== Задачи ==
a: Сократите абзац отрывка о будущем, который начинается словами «Наше с вами властвующее сословие», и сохраните все его основные факты.
b: Переведите на английский язык предложение из отрывка о будущем: «Идея затаиться и переждать представляется мне бредовой, потому что ну сколько вы будете пережидать?»

== Отрывок для чтения ==
=======

Так вот, а проектируемое будущее — это то, что человек строит. Оно вырастает из некой комбинации между желаемым и прогнозируемым. Ты хочешь чего-то одного, ты видишь, что дела идут примерно в такую-то сторону, и в середине между этими двумя векторами (предполагается, что они не очень сильно расходятся, иначе твои мечты тоже носят характер шизофрении) ты копаешь свою дорожку. Тут тоже очень много информационного мусора, в основном выражаемого в терминах типа «время такое плохое, что надо ничего не делать, окуклиться, переждать». Есть опасные разновидности этих пророчеств пережидания: пока вы пережидаете темные времена, важно не зашквариться, не испачкать свои белые одежды, чтобы, когда все рухнет, вы вышли весь такой сияющий.

Наше с вами властвующее сословие состоит почти исключительно из мужчин старше 60 лет, большинство из них работали в иерархических структурах силового или правоохранительного типа. Они мыслят жесткими иерархиями. Для них характерна идеология реконструкторства, стремление вернуться в прошлое и исправить допущенную там несправедливость.

Сапрыкин: Предполагается, что на входе в будущее стоит моральный фейс-контроль.

Шульман: В этой картине мы без труда различаем эсхатологические мечты — это мечта о конце света и о Страшном суде. Товарищи, ничего подобного, судя по всему, не ожидается. Страшного суда в ближайшее время не будет. Идея затаиться и переждать представляется мне бредовой, потому что ну сколько вы будете пережидать? Вам не выдадут вторую жизнь. Тут есть еще одно ложное допущение: что если вы не пережидаете, если вы в чем-то участвуете, то вы обязательно делаете себя негодным для того будущего, которое настанет, а не, например, готовите это будущее, чтобы оно поскорее настало.

=======

== Исходный материал ==

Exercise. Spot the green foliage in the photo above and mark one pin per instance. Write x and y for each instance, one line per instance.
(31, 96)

=======

== Ответы на задания ==
a: Правящее сословие почти целиком состоит из мужчин старше 60 лет. Большинство из них работали в силовых или правоохранительных иерархических структурах. Они мыслят жесткими иерархиями и склонны к реконструкторству, то есть хотят вернуться в прошлое и исправить допущенную там несправедливость.

b: The idea of lying low and waiting it out seems absurd to me, because, well, how long are you going to wait it out?